_What you need to do_:
With nothing added or left out, output the listing that follows.

_Given information_:
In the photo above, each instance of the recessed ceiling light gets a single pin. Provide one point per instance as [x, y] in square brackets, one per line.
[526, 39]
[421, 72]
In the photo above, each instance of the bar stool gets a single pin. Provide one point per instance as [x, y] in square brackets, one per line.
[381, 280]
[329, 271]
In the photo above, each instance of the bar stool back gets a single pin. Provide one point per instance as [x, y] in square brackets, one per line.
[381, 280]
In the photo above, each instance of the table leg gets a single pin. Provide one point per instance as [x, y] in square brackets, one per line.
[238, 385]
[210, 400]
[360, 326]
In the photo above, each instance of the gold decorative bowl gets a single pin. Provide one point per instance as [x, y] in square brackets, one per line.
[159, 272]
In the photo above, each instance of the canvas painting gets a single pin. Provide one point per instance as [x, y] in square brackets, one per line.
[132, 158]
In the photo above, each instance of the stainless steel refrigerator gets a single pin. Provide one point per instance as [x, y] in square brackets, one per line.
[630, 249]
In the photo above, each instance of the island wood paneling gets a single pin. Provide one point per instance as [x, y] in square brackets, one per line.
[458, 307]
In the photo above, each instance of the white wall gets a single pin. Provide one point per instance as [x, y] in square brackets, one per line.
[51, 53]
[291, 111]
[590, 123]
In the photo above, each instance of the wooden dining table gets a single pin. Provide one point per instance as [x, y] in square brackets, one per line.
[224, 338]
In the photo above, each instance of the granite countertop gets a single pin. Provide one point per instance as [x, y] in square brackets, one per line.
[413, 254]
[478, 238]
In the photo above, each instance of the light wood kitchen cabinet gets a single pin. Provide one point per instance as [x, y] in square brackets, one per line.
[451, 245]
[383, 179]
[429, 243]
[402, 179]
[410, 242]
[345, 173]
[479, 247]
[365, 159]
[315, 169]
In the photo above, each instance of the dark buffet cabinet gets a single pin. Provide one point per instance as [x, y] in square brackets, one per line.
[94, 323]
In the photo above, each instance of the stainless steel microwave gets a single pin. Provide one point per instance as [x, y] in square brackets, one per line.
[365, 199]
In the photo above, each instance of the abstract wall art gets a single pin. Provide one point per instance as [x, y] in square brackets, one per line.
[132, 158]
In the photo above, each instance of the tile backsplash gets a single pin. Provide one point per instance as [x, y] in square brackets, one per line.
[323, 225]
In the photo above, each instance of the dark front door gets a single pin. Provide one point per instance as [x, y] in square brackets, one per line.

_Written answer_:
In the photo above, each instance of the recessed ceiling light gets a single pin. Provide one point per instance as [x, y] in square brackets, one per line.
[526, 39]
[421, 72]
In the photo above, each instance of the bar stool gets a single pin. Provide one point per instance as [x, y] in square brackets, one per line.
[381, 280]
[329, 271]
In the photo above, each instance of the bar stool back gets a single pin. Provide one point per instance as [x, y] in square brackets, one per line.
[381, 280]
In the photo above, each instance of the table leg gets a single pin. Provide one point per instance as [x, y] in square brackets, one per line.
[238, 385]
[210, 400]
[360, 326]
In the photo above, each instance of the gold decorative bowl gets a single pin. Provide one point per instance as [x, y] in square brackets, one per line.
[159, 272]
In the photo above, each instance of the canvas painting gets a single pin. Provide one point per instance as [x, y] in square brackets, one per line.
[132, 158]
In the photo above, each instance of the stainless steel refrigerator gets a single pin. Provide one point per instance as [x, y] in square brackets, one per line.
[630, 249]
In the photo above, each instance of the island wood paneling gets a single pin. Provide one point per instance as [x, y] in square brackets, one per line.
[458, 307]
In the photo above, each instance of the white wall gets a single pin. Provide one point per instance as [x, y] in square brackets, one per line.
[51, 53]
[291, 111]
[590, 123]
In the photo above, each instance of the wooden dining table gets a single pin. Provide one point per instance as [x, y] in square brackets, one per line.
[224, 338]
In the photo above, each instance of the granite countertop gets a single pin. Provide one point per instance as [x, y] in square brackets, one per line.
[413, 254]
[478, 238]
In the photo above, each instance of the light wood kitchen cabinet gets a single pin. Provide one point per instance as [x, y] in square brackets, one per line.
[451, 245]
[383, 179]
[429, 243]
[402, 179]
[410, 242]
[345, 173]
[479, 247]
[365, 159]
[315, 169]
In the photo above, each instance of the dark buffet cabinet gets a single pin. Provide one point per instance as [x, y] in square brackets, one per line.
[94, 323]
In the photo above, each instance of the stainless steel microwave gets a single pin. Provide one point per instance as [x, y] in square brackets, one per line.
[365, 199]
In the photo above, each instance of the abstract wall art gets a single pin. Provide one point per instance as [x, y] in square brackets, one per line.
[132, 158]
In the photo above, each instance of the tile backsplash gets a single pin. Provide one point per instance as [x, y] in square brackets, one per line.
[323, 225]
In the photo above, each instance of the dark front door gets a single pin. Provide one point per instance as [x, y] in square brackets, one per line.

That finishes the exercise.